Your assignment
Exactly the lines from the one containing "the palm tree" to the final line below should be output, and no others.

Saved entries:
::::::
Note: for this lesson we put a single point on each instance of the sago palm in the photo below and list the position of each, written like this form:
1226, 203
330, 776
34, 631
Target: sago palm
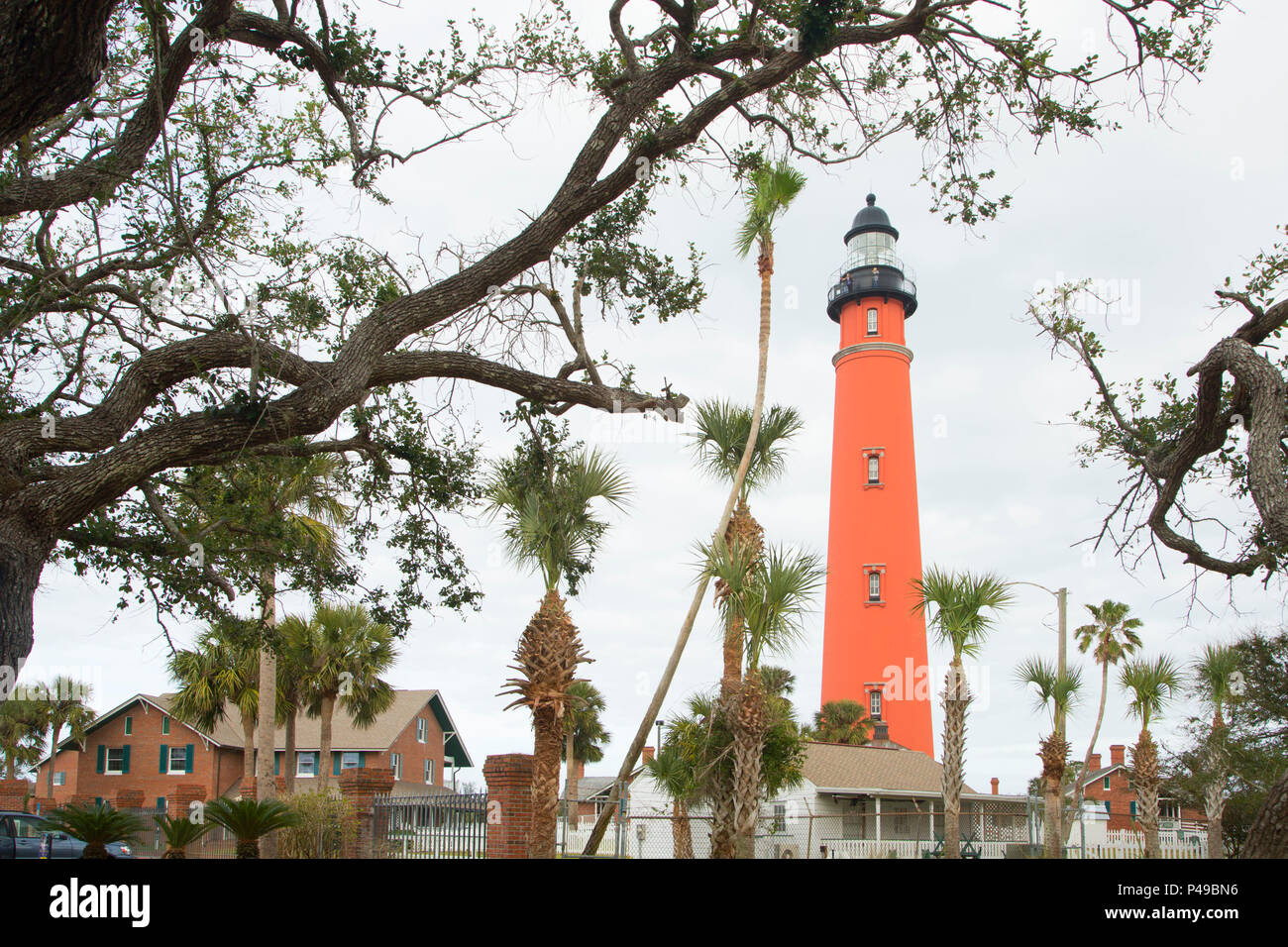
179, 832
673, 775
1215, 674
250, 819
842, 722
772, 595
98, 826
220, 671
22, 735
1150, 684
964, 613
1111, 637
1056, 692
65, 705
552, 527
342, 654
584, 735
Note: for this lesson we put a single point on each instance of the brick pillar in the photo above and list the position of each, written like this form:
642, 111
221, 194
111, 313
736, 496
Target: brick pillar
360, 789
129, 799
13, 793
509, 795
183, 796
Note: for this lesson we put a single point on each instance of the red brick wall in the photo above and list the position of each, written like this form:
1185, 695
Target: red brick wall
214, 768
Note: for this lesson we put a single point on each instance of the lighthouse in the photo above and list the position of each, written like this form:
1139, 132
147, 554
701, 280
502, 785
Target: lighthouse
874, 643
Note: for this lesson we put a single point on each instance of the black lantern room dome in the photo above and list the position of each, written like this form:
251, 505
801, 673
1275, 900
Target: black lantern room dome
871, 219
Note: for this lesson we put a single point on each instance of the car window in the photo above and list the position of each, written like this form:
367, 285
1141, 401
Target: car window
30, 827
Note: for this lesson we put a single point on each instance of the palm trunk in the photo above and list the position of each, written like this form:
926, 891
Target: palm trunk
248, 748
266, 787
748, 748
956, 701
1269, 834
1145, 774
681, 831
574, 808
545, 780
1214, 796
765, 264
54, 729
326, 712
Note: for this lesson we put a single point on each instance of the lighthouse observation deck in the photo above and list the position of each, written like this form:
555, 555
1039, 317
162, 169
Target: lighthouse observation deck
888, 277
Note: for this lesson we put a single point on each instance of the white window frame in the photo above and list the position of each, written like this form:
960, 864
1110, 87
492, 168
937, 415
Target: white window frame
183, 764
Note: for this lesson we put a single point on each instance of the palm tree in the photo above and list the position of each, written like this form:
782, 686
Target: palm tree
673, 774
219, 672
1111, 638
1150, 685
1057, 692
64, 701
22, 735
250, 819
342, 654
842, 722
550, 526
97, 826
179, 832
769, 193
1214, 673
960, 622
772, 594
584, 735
::::::
Output for this task
Note: for this lesson we put a single point on each instance of the palm tree in the photo above and list the position of each, written like this form:
782, 686
Target: palm tree
673, 774
219, 672
1111, 638
1150, 685
1057, 692
64, 701
22, 735
250, 819
342, 654
842, 722
550, 526
97, 826
179, 832
769, 193
1214, 673
960, 622
772, 594
584, 735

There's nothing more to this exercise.